* _WORK TO DO_
List every line in the rows below that contains the word "post", copying each one in full.

* * * *

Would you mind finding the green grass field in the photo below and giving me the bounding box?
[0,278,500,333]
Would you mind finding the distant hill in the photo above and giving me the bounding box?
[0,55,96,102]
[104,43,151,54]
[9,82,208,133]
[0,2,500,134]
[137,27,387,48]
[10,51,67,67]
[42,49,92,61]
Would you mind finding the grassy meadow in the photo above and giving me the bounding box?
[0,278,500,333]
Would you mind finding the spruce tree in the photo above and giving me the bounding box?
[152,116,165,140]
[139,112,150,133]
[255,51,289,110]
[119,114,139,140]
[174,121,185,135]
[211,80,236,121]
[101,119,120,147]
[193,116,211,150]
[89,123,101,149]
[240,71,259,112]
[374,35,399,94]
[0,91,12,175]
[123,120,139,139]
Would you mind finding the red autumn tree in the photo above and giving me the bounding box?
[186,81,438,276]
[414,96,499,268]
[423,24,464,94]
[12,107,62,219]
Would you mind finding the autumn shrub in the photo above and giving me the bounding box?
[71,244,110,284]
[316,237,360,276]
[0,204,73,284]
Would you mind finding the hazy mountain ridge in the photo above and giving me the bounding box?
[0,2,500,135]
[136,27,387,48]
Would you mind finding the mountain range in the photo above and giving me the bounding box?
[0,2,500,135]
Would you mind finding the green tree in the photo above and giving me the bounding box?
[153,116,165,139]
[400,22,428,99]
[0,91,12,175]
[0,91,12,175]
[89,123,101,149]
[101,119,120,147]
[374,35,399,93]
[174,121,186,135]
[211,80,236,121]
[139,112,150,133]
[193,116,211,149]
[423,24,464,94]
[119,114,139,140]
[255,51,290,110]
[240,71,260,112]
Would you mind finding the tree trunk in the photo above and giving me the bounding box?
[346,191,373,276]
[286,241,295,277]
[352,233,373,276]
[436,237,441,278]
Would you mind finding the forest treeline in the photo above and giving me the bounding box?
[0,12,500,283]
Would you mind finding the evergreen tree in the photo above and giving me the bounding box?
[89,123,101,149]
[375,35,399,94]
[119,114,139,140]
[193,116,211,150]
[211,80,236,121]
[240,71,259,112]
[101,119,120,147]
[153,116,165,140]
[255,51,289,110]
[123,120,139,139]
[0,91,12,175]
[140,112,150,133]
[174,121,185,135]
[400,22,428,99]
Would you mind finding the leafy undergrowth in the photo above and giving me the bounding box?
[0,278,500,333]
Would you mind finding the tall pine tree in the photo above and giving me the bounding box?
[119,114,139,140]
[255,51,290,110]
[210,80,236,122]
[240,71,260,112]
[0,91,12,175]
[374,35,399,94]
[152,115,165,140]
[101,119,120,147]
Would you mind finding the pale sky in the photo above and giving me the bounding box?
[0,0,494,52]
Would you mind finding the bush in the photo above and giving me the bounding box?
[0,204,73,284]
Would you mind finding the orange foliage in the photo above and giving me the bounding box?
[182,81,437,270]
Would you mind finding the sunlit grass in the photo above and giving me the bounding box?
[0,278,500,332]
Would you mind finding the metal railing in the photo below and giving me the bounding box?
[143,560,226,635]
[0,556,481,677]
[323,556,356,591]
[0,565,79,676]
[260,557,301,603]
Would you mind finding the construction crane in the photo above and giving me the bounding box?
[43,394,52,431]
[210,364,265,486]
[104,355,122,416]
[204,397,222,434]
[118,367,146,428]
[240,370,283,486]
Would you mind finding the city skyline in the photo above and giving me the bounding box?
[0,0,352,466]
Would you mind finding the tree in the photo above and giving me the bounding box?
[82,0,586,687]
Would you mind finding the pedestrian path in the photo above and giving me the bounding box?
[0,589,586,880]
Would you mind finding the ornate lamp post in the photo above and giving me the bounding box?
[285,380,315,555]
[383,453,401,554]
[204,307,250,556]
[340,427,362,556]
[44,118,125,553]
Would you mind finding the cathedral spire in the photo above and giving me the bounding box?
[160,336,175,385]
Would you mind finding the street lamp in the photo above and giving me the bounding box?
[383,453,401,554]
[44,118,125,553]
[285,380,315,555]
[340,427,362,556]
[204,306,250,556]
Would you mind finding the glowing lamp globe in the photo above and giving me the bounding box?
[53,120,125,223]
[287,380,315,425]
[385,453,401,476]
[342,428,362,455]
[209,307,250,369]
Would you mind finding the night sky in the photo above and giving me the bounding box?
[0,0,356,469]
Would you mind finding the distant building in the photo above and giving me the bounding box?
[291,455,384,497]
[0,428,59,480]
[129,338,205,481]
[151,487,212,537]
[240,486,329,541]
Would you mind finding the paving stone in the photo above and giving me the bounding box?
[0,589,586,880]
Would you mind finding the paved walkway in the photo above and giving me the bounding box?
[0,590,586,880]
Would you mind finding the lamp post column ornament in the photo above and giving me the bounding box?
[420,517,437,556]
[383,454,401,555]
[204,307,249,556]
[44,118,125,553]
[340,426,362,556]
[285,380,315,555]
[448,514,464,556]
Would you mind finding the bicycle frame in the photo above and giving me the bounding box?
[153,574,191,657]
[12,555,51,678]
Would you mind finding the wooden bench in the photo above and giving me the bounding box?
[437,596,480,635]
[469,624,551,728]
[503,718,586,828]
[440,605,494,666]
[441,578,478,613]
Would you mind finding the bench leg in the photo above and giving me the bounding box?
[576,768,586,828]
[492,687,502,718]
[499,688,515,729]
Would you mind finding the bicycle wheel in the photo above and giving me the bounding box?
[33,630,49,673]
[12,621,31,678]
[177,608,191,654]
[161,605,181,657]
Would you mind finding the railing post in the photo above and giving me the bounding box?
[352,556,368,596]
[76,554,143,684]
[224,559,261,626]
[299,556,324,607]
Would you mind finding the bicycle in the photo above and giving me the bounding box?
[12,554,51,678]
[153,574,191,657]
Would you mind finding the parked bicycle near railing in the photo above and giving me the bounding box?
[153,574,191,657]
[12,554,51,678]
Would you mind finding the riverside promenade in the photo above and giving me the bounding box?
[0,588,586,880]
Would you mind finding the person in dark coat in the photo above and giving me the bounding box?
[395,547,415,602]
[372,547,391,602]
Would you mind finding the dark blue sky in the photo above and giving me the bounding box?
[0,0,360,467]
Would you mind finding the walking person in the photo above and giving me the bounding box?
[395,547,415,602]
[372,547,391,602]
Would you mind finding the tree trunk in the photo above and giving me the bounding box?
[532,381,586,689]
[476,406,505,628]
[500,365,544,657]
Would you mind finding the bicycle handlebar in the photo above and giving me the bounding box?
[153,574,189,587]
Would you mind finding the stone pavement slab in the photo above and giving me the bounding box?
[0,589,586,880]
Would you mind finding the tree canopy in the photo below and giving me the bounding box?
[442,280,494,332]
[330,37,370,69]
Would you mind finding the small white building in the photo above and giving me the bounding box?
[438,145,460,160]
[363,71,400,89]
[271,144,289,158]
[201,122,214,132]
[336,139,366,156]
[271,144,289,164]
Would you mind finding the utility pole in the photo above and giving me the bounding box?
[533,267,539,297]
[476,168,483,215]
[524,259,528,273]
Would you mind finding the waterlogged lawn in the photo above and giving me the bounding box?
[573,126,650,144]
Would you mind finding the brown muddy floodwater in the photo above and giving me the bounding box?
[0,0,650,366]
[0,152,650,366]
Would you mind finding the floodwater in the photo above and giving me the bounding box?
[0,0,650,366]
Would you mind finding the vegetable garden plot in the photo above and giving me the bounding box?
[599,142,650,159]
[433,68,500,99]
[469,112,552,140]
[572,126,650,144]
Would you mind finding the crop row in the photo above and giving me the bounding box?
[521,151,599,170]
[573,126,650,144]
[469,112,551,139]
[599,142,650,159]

* * * *

* _SOLUTION FOR THIS TASK_
Would you mind finding the ornate lamp post in the photo above and giving me the bounding box?
Would you mind finding the lamp post column ornament in the photo above and giving me the bounding box?
Would you mind finding the railing post in the photo above and giving me the bounding box?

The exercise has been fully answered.